▶ [DATA FOR THIS TASK]:
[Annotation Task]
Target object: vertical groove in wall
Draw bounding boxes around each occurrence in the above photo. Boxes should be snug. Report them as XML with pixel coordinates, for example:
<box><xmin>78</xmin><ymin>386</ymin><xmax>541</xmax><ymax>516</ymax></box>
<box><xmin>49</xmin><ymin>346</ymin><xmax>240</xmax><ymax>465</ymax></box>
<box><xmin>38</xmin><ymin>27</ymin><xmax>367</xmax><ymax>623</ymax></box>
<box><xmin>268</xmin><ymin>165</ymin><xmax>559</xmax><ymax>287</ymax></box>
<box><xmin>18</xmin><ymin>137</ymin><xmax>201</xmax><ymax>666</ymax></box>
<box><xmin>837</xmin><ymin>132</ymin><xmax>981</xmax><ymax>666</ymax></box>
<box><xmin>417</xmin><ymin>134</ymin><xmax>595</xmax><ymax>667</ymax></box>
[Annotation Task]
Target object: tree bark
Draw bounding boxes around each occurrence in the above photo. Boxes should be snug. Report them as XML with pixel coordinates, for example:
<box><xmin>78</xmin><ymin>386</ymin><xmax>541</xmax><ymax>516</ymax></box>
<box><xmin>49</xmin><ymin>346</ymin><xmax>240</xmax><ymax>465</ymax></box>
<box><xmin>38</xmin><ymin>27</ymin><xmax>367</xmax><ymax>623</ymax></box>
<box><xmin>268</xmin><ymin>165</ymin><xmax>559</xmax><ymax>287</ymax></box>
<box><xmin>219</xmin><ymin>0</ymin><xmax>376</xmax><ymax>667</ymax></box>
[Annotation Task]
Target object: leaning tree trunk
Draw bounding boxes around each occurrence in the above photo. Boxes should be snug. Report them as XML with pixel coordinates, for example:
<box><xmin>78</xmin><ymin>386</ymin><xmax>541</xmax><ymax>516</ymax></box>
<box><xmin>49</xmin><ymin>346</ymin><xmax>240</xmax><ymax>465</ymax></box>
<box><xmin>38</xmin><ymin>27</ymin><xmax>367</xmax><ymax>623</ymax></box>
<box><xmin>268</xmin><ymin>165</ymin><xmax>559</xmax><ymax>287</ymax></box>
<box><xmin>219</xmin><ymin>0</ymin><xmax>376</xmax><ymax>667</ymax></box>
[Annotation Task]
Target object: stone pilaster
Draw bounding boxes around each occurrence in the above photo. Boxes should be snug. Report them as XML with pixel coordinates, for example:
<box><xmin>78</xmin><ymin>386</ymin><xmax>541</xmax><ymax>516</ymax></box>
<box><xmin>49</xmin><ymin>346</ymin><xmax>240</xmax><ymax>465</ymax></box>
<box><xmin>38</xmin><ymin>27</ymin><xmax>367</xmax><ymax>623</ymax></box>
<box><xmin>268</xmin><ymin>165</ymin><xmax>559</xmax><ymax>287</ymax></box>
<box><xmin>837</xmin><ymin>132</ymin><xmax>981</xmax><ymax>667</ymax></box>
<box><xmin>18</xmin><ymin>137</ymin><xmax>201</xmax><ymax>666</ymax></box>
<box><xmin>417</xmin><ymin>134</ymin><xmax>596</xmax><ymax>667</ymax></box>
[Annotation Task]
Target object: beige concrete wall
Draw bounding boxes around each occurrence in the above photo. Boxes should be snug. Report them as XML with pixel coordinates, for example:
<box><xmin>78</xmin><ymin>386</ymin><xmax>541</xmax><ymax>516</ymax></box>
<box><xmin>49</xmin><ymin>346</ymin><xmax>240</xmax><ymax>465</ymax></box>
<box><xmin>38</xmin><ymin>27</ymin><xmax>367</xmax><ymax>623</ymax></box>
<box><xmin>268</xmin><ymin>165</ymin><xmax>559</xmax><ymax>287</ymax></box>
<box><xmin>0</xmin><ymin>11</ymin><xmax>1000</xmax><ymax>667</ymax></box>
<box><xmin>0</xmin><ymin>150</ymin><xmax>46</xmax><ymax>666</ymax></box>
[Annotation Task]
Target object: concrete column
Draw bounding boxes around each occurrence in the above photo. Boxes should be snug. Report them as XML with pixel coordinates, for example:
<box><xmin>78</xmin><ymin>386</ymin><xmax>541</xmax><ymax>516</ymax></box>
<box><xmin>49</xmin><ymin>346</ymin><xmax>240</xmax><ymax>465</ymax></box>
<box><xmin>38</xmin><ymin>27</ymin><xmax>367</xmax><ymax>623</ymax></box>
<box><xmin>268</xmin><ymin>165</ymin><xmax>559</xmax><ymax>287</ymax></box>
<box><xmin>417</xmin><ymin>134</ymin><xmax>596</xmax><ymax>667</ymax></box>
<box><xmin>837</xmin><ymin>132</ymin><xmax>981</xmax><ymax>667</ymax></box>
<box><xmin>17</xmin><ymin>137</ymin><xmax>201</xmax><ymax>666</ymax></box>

▶ [AIM]: Count the lines in the data above that contain the word "Target". Reply with the number alone.

▶ [OUTPUT BELOW]: 6